Segment Start: Records shown
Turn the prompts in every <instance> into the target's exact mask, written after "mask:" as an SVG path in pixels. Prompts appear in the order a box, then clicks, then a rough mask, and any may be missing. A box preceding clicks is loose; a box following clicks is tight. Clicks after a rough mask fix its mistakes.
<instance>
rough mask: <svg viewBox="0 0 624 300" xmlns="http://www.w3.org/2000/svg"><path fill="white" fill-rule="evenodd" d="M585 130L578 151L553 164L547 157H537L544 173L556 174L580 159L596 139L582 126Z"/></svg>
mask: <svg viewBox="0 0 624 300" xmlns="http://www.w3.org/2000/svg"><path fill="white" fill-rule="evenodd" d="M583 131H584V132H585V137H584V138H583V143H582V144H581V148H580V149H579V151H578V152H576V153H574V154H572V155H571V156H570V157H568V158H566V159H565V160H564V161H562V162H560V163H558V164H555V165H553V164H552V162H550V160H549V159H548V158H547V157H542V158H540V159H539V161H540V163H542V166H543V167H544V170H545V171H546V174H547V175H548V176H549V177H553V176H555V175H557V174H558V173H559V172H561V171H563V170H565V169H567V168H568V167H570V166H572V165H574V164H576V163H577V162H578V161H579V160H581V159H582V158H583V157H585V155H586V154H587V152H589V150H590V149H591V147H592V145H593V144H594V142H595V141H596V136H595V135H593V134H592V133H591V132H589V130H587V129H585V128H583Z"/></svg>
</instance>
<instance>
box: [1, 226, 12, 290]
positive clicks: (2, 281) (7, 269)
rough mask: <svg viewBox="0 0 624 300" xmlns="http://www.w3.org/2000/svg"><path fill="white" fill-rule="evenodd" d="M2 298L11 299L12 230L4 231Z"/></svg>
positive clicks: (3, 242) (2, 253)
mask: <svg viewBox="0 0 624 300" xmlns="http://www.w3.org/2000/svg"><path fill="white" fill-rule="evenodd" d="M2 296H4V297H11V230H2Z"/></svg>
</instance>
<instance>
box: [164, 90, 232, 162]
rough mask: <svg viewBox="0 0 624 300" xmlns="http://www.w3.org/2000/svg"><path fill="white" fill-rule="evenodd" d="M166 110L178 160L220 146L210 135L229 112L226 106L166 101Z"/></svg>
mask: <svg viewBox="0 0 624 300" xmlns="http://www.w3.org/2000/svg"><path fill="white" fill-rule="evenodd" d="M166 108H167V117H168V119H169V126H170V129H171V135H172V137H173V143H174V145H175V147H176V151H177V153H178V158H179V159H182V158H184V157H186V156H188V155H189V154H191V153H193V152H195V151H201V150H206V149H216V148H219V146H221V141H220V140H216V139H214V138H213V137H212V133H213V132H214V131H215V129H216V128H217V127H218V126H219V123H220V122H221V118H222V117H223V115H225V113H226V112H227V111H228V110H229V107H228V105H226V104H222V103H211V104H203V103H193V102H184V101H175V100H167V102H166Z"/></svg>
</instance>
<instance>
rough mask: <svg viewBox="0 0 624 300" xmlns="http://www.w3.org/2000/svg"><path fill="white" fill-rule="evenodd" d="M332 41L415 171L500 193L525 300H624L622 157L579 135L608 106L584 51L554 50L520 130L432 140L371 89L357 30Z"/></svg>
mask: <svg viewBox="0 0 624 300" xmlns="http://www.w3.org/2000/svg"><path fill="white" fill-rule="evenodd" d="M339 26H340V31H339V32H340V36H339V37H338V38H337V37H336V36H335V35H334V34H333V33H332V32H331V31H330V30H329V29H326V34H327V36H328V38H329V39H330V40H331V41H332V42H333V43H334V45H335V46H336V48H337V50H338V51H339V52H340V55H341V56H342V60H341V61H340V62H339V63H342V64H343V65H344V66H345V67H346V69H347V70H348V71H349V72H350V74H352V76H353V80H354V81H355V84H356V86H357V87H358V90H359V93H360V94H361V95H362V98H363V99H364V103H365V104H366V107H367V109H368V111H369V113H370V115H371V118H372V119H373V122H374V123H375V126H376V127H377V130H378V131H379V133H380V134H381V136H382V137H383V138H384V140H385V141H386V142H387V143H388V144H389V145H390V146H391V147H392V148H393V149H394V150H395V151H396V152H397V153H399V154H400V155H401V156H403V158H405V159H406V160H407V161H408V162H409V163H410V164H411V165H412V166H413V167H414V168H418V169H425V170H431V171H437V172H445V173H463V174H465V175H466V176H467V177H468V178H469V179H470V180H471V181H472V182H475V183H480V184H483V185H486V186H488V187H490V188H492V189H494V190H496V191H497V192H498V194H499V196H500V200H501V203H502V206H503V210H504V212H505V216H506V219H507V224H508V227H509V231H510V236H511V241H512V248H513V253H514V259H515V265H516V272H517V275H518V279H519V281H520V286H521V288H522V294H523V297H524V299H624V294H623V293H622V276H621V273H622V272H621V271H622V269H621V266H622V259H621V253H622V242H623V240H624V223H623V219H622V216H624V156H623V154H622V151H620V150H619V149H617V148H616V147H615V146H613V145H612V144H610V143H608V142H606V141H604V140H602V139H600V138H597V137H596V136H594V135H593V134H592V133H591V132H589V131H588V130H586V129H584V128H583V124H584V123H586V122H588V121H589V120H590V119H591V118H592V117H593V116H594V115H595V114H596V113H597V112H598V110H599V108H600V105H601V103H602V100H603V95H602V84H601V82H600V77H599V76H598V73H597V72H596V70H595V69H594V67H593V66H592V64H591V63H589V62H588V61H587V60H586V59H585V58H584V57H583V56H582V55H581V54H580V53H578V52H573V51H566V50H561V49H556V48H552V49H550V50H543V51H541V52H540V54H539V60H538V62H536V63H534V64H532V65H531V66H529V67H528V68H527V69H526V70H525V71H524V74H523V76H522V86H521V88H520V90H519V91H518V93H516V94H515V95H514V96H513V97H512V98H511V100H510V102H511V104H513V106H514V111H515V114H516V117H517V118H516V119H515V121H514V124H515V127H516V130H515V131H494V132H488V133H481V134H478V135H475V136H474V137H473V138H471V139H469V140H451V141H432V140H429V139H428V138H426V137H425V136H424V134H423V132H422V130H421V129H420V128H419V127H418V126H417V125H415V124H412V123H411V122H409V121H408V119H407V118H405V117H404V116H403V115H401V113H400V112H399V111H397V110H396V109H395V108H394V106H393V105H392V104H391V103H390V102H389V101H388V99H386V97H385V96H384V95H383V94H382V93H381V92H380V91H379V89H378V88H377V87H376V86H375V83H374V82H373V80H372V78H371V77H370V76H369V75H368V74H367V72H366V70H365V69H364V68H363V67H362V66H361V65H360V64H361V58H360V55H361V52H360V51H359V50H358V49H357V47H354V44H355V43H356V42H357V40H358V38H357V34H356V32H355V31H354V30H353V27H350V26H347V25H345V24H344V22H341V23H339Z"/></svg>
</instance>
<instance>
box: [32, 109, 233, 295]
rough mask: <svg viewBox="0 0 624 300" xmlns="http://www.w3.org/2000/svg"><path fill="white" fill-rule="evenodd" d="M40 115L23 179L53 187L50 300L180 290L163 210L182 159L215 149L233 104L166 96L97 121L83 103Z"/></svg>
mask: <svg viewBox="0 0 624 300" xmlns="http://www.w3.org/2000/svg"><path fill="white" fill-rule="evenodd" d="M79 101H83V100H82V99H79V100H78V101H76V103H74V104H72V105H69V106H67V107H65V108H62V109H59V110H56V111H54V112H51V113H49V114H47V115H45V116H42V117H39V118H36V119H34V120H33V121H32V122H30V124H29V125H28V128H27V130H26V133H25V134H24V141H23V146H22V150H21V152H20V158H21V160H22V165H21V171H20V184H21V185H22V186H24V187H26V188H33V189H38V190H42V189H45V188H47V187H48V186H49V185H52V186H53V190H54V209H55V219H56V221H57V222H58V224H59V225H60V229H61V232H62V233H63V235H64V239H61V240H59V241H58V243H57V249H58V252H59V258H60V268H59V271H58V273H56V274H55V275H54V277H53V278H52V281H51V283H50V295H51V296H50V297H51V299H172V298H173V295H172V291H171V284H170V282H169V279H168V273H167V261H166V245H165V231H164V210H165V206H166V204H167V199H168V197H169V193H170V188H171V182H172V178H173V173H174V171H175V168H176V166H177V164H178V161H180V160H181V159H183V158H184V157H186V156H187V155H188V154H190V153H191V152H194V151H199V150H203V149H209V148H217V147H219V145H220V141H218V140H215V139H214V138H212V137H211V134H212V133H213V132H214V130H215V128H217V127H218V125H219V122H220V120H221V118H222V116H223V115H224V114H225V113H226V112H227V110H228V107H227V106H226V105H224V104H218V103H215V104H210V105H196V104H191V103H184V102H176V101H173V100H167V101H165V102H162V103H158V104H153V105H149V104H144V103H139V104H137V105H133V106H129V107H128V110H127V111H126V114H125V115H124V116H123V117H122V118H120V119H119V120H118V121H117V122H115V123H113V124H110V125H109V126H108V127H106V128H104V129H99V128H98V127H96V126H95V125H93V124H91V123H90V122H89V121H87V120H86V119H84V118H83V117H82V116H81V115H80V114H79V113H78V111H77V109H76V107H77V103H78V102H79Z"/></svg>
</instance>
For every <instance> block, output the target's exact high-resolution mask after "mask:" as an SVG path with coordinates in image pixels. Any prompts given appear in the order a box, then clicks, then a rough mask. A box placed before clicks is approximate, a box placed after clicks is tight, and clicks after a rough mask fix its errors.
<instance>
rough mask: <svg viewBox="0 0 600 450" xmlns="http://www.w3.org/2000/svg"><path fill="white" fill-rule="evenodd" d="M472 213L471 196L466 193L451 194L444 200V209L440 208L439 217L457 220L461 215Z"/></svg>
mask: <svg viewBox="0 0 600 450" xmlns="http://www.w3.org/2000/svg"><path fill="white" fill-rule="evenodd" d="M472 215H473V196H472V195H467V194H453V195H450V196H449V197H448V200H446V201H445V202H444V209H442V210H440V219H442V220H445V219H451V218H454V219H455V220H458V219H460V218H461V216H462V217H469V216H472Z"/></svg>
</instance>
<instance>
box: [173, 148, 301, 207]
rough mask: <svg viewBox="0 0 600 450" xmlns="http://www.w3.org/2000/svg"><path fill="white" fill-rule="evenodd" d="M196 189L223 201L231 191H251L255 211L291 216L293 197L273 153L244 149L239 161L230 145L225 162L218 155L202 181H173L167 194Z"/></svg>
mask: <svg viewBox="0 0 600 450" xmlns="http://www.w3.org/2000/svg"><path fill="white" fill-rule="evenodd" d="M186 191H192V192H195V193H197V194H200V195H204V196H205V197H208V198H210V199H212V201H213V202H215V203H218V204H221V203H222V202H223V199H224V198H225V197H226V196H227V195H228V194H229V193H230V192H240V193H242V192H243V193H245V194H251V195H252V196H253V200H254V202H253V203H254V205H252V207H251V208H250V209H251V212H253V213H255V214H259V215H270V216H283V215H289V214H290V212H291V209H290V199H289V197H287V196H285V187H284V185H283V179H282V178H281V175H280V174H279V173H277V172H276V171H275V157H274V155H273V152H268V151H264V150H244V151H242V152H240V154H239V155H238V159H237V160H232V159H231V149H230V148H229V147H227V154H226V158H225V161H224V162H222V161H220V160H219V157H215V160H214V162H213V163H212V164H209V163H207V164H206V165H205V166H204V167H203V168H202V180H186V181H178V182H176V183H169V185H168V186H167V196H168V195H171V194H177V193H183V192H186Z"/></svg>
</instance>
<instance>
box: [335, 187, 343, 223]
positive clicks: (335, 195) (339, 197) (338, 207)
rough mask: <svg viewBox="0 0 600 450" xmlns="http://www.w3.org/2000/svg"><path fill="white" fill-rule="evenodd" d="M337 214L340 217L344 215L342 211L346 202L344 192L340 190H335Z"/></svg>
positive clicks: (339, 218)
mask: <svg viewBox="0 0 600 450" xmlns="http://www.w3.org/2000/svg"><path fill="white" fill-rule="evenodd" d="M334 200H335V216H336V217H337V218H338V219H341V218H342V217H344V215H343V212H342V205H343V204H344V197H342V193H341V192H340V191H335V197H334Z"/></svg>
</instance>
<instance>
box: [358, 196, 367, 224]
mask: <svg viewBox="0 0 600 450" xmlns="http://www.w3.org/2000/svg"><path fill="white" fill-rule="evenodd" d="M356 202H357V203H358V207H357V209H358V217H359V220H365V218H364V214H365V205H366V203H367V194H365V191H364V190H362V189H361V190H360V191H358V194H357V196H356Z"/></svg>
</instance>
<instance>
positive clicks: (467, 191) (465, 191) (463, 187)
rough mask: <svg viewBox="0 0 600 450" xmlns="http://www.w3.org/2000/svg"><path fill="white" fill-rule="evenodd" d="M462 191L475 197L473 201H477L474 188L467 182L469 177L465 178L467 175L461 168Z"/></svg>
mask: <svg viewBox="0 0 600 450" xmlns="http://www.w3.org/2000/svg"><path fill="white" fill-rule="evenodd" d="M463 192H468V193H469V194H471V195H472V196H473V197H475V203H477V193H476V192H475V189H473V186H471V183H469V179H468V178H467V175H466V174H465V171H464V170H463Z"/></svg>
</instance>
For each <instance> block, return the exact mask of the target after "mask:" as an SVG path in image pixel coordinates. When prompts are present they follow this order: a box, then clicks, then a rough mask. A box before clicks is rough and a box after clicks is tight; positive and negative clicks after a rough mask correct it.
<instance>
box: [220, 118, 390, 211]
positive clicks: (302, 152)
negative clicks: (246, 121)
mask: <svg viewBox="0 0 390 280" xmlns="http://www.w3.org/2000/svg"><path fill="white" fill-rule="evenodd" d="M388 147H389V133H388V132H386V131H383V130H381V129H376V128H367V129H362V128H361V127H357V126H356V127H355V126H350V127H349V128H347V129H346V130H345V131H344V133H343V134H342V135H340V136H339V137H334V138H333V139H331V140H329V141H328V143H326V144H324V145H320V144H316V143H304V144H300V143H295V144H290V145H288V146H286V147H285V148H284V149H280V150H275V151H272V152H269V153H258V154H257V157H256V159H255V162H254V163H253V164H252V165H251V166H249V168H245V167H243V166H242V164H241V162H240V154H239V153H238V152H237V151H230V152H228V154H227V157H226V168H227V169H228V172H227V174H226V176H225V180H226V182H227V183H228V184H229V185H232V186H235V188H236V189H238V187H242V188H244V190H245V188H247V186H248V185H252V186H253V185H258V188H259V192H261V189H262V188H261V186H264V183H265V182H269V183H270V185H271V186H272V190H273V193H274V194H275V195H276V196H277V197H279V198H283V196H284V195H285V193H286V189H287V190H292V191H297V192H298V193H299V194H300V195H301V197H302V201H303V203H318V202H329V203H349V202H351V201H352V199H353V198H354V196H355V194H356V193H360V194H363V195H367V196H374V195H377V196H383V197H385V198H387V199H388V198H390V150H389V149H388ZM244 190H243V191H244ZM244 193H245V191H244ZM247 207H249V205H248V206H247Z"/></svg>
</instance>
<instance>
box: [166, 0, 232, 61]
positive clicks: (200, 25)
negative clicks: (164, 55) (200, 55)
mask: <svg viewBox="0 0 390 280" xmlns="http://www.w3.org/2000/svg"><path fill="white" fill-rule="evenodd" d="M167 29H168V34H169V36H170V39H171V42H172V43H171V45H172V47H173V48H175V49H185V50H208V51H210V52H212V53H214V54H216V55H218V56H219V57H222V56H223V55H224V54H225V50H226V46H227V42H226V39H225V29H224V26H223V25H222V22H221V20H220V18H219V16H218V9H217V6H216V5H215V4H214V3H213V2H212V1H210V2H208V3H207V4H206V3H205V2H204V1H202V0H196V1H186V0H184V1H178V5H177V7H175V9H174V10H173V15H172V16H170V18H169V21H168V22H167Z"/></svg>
Segment End: Records shown
**Problem to solve**
Look through the data above. Find each line with the string "exact" and copy it.

**Written solution**
Turn the prompts in every <instance> into the target's exact mask, written after "mask:" as an SVG path in pixels. Prompts appear in the order a box, then clicks, then a rough mask, and any may be missing. A box preceding clicks is loose; a box following clicks is tight. Clicks after a rough mask fix its mistakes.
For every <instance> block, output the target's exact high-resolution mask after "mask:" as an SVG path with coordinates in image pixels. Any prompts given appear in the order a box, then clicks, then a rough mask. A box placed before clicks is approximate, a box placed after clicks is tight, and clicks after a rough mask fix its errors.
For each <instance> block, return the exact mask of the target after "mask:" as an SVG path in image pixel coordinates. When prompts are present they follow this order: a box, then clicks, then a rough mask. A box before clicks is rough and a box after clicks is tight; positive and negative clicks after a rough mask correct it.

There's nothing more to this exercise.